> _WHAT TO WORK ON_
Reproduce the data exactly. Omit no record.

Referring expression pointing data

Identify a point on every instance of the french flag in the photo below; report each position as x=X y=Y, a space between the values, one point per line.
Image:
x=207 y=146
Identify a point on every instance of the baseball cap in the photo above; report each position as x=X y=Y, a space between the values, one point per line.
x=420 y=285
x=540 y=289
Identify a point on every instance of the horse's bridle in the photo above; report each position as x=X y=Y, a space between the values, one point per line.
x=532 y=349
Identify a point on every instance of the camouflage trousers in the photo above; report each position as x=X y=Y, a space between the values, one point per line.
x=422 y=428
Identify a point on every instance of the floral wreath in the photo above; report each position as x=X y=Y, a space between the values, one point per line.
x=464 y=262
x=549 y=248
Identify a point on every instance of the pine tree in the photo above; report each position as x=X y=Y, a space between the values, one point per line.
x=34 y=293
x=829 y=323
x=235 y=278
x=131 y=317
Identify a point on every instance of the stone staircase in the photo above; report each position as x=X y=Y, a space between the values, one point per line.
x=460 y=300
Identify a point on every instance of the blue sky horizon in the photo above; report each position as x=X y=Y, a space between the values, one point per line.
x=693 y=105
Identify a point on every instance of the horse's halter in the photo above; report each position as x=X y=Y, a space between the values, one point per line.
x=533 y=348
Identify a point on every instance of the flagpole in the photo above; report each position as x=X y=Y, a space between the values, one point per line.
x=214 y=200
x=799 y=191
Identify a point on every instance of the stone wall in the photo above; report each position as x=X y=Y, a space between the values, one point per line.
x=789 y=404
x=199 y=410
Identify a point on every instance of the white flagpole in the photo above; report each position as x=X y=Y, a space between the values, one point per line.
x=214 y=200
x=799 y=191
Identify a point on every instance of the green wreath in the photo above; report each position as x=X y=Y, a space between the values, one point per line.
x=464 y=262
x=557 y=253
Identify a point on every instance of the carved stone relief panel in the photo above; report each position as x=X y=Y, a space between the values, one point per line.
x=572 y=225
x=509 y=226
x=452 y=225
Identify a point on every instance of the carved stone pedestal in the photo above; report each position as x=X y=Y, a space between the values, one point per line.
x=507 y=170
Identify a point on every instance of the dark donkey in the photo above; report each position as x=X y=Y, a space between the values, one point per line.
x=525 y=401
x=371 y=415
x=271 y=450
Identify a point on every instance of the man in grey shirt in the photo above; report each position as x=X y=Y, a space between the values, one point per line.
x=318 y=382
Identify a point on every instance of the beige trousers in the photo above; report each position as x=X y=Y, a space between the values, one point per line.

> _RESPONSE AREA_
Identify a point on every instance of the french flag in the photo below; report each position as x=X y=Y, a space between the values, one point per line.
Image:
x=207 y=146
Identify a point on every instance of the baseball cap in the photo above; report each position as x=X y=Y, a space between the values, one point per line.
x=420 y=285
x=540 y=289
Identify a point on every instance of the horse's bridle in the photo above; report each position as x=X y=Y, a space between the values, one point per line.
x=532 y=349
Identify a point on every instance of the camouflage trousers in the photo above; report each position as x=X y=Y, a space between the values, one point per line.
x=422 y=428
Identify a point on every instance of the floral wreath in the photo above; report each position as x=X y=Y, a space between the values, one point per line.
x=464 y=262
x=549 y=248
Identify a point on every instance of the pine tree in the photo above; report each position as x=X y=Y, a space between the values, one point per line.
x=34 y=293
x=829 y=323
x=235 y=278
x=131 y=317
Identify a point on every instance of the stone staircase in the photo above; report each position as x=X y=Y, a space between the values, one point per line.
x=460 y=300
Identify a point on every instance of the blue sky horizon in the photo above; report each position as x=X y=Y, a space between the values, one point per line.
x=693 y=105
Identify a point on every instance of the horse's halter in the photo above; report each position as x=X y=Y, a space between the values, one point per line.
x=533 y=348
Identify a point on every instance of the flagpole in the photo above; report each position as x=X y=Y, a space between the values, one point per line.
x=214 y=200
x=799 y=191
Identify a point on every instance of the stone wall in the photo above; report each position as x=X y=Y, a space between the values, one point per line.
x=789 y=404
x=199 y=410
Identify a point on every instance of the white flagpole in the photo above; report each position as x=X y=Y, a space between the values, one point per line.
x=214 y=200
x=799 y=191
Identify a point on every instance of the green wreath in the photo above; report each position as x=X y=Y, a space between the values, one point per line.
x=464 y=262
x=557 y=253
Identify a point on every instance of the carved stone relief panel in the photo above; report each position as x=X y=Y, a space between the values, one point per line.
x=572 y=225
x=509 y=226
x=452 y=225
Identify a point on every instance of the carved stone pedestal in the photo above; report each position as x=X y=Y, a space between the values, one point per line.
x=507 y=170
Identify a point on every instance of the dark donkey in the photo above; report each position as x=X y=Y, a space between the values, one point per line.
x=525 y=401
x=371 y=415
x=271 y=450
Identify a point on every instance of the man in grey shirt in the photo above; report each position as x=X y=Y, a space between the values, one point per line.
x=318 y=382
Identify a point on every instance of the beige trousers in the photo above; report each position as x=X y=Y, a space between the values, one point per line.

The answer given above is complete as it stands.